## BEGIN Given data

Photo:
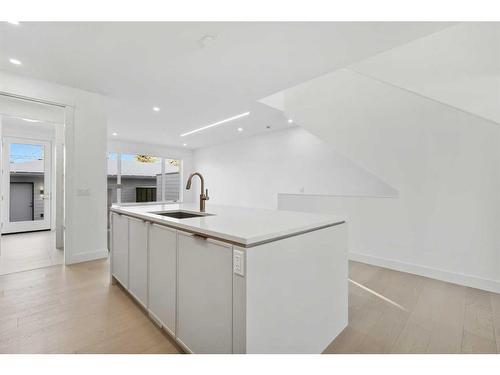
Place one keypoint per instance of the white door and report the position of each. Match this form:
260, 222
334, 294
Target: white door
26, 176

## END Given data
## BEGIN Given data

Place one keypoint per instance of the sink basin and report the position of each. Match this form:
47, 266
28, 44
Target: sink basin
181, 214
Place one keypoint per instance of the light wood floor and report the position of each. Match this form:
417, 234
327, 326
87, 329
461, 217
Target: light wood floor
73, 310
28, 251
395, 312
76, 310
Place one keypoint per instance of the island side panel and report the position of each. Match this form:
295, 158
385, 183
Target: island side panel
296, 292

## END Given data

List each line in the entries above that contains the string "position". Matching is case-sensitive.

▶ _The result_
Place one keypoint per instance of the white door and report the position of each. Match this form:
Place one keypoint per instance of the sink basin and report the position of each. Match this form:
Place one keypoint per instance of the light wood floor and report the position of each. Match this form:
Place one keypoint per instance of the island side panel and report the position of each. Match this form:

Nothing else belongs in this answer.